_Goal_:
Resize the records starting with the line containing "Trace the outline of every instance of the decorated" and going on through the end of the records, reproducing every line, requests included. Multiply each polygon coordinate in the answers by 1.15 and round to whole numbers, with halves rounded up.

Rows from a dataset:

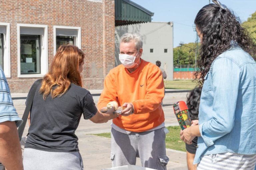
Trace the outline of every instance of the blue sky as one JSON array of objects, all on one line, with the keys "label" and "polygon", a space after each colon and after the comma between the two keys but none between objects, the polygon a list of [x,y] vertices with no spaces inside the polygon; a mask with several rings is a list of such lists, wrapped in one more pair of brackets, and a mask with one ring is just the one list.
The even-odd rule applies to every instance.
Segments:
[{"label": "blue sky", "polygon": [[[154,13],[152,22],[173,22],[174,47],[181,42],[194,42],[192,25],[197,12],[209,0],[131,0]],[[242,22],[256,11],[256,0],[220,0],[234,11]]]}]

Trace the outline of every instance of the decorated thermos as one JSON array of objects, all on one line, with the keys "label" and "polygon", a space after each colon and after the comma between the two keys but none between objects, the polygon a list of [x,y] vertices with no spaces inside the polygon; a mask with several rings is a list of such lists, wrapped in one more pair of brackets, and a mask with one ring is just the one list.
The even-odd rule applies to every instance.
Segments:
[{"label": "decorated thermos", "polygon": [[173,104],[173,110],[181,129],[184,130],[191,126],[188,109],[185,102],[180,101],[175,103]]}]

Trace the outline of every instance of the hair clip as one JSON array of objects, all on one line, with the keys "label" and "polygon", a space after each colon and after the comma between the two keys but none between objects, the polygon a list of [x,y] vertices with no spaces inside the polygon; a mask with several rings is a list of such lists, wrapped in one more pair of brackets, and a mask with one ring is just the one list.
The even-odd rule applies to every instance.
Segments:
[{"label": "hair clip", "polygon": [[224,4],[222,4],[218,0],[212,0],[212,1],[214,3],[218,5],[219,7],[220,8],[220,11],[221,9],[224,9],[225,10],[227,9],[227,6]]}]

_Output for this task_:
Trace the outline of every instance of the decorated thermos as one JSON array of objects, all on one line, with the keys "label" and "polygon", a space after each colon and after the comma between the two keys but none between objects, the polygon a list of [x,y] vertices with no spaces inside the polygon; a mask with several rings is a list of such lists, wrapped in one more pair of brackets, and a mask with one ring is just the one list.
The even-odd rule applies to every instance.
Segments:
[{"label": "decorated thermos", "polygon": [[199,120],[199,127],[208,148],[212,150],[220,145],[216,125],[213,117],[207,116],[201,118]]}]

Trace the outline of every instance of the hair clip as one JSON array of objects, all on one line, with the keys "label" and "polygon", a space after each colon and after the comma between the two keys but none between objects, the polygon a list of [x,y] vertices with no spaces inside the polygon; a mask with several rings is a list of such lists, wrapped in one more pair of brackets, and a mask with one ring is just the one list.
The even-odd rule applies to every instance.
Segments:
[{"label": "hair clip", "polygon": [[258,5],[255,5],[251,0],[244,0],[244,1],[246,3],[251,6],[252,8],[253,9],[253,13],[254,10],[258,10],[259,12],[261,10],[261,7]]}]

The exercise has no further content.